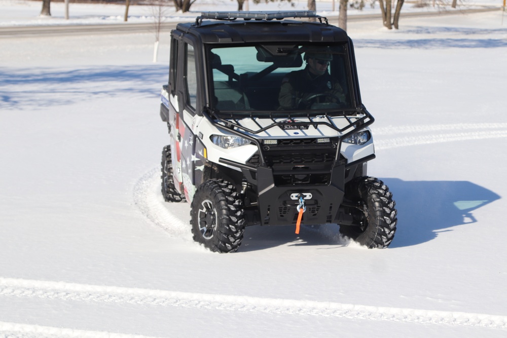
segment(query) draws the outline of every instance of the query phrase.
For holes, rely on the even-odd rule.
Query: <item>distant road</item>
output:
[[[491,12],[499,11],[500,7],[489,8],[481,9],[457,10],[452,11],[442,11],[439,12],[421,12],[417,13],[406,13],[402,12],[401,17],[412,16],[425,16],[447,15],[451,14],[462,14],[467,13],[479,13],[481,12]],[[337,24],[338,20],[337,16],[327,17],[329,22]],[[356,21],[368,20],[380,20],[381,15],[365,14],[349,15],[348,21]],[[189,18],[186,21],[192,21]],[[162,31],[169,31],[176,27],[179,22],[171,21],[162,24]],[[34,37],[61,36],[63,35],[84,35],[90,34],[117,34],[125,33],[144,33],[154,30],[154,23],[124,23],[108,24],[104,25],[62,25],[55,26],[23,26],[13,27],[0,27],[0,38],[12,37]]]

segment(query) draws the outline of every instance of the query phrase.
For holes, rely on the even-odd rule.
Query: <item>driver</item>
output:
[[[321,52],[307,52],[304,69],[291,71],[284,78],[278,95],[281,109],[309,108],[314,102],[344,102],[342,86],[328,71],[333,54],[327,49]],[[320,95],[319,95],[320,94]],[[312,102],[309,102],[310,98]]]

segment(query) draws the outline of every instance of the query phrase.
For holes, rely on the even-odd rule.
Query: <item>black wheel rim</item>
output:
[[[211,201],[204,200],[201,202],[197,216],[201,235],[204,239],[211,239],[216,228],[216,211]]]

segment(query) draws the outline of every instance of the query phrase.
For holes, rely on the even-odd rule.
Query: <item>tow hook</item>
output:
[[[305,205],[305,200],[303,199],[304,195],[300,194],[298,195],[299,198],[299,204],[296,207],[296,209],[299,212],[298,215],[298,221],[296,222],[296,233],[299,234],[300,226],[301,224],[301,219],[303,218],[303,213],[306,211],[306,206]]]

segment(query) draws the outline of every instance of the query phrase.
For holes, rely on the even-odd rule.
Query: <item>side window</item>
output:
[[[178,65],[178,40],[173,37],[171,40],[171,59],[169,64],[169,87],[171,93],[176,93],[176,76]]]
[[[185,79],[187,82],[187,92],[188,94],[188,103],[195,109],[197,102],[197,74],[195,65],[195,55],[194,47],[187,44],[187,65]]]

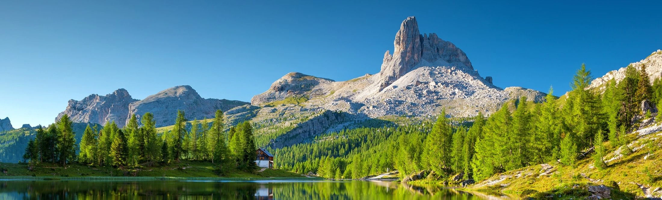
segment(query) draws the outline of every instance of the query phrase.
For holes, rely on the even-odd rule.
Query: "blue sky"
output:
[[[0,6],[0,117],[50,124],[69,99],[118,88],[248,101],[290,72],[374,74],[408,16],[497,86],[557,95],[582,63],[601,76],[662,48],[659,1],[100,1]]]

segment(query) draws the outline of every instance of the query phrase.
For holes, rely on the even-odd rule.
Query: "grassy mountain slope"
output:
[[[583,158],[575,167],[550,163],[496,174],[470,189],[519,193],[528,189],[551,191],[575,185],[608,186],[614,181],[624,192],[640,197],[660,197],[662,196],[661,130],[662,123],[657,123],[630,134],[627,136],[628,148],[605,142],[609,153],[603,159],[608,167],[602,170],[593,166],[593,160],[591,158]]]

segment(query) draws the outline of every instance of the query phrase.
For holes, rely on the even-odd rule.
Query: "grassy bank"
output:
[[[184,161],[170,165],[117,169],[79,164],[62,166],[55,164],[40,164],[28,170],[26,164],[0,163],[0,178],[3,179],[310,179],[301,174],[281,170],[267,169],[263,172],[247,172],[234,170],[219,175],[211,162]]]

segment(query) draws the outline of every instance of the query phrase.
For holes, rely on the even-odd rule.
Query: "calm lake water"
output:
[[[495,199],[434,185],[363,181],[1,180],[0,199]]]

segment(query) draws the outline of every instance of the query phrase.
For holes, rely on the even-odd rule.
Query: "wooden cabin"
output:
^^^^^^^^
• [Exercise task] Please list every line of the records above that contains the word "item".

• [Expected answer]
Query: <item>distant road</item>
Query: <item>driver</item>
Query: <item>black wheel rim</item>
Query: <item>tow hook</item>
Query: <item>side window</item>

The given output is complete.